OP, clone your drive to the external. Then ask your parents what the agreement is between them and the school concerning the computer. If it's still considered school property, your SOL as far as getting out of this. And a lot of posters are right that they can block you from accessing the network if you're not following the terms even if you own the laptop.

This is one problem with schools providing devices: older kids are tech savvy. I know with my high school, someone got a hold of the wifi password and suddenly everyone was accessing it to play Mario Kart on their Nintendo DSes at lunch. Unfortunately, BYOD programs can make software complicated and be prohibitive for low income families.
 
Wow! What a liar IT guy!

I didn't take my computer to school yesterday, and a good thing too.
They said they were just installing a new image, but what they were really doing was also setting a firmware password. God bless knowledge and pray for my fellow classmates who are now locked out of administrator privileges.

Next time I will take heavier security measures.

Requesting thread lock.
 
So, if I am to understand your post, the School's IS department unilaterlly decided to put in a firmware password and/or not allow you to have an administrator account on the computer - your personal computer?

I can understand a school, or an employer setting up some rules/parameters to safeguard their network but this oversteps their bounds imo.
 
I didn't take my computer to school yesterday, and a good thing too.
They said they were just installing a new image, but what they were really doing was also setting a firmware password. God bless knowledge and pray for my fellow classmates who are now locked out of administrator privileges.

Next time I will take heavier security measures.

Requesting thread lock.

Is this even legal in your country? In Poland and with my kid this story would end in Court.
 
With FileVault enabled, they cannot get your data. They can zap the disk but your data is secure. If they set a Firmware Password on your Mac and didn't give you it, I think you could take them to court. Apple even advises against Firmware Passwords because they won't provide support for it.

In future, you have two options:

1. Buy a cheap hard drive and install OS X on it. Then when ever the school IT team want your Mac, stick that disk in, let them do whatever, and then put your disk back in when you get home.
━━━━━━━━━━━━━━━━
### STATED TASK 1
According to the forum thread, what does Apple advise against, and why?
### STATED TASK 2
Transcribe the forum thread word for word, starting at "So, if I am" and ending at "their bounds imo.".
You won't need the material after the forum thread.
━━━━━━━━━━━━━━━━
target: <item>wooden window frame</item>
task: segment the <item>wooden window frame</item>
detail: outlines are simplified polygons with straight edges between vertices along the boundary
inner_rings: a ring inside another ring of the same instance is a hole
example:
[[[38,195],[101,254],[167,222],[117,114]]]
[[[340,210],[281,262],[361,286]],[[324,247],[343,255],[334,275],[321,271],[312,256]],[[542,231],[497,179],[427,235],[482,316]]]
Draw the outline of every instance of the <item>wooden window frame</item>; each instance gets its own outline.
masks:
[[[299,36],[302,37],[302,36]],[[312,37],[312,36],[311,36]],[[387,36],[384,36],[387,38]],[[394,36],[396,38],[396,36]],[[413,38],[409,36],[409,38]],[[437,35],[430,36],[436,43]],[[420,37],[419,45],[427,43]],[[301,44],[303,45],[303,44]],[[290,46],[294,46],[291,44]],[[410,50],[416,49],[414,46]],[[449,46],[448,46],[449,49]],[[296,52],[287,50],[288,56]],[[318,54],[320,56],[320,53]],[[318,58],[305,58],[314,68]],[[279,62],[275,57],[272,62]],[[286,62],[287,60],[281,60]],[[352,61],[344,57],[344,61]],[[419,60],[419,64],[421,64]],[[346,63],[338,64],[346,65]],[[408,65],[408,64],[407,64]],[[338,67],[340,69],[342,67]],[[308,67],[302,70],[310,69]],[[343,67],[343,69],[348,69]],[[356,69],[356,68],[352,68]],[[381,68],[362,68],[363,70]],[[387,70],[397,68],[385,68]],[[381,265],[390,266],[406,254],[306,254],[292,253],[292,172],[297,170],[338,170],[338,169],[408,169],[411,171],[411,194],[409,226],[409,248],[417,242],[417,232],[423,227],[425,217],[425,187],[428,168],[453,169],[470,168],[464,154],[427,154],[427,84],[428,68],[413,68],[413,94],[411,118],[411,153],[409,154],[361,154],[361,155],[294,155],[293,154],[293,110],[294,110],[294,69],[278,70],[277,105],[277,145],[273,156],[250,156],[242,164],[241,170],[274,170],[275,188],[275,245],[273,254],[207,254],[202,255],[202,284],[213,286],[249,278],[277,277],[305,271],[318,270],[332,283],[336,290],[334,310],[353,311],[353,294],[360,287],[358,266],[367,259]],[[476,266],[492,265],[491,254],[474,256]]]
━━━━━━━━━━━━━━━━
### TASK RESULT 1
Apple advises against firmware passwords because it won't provide support for them.

### TASK RESULT 2
So, if I am to understand your post, the School's IS department unilaterlly decided to put in a firmware password and/or not allow you to have an administrator account on the computer - your personal computer?

I can understand a school, or an employer setting up some rules/parameters to safeguard their network but this oversteps their bounds imo.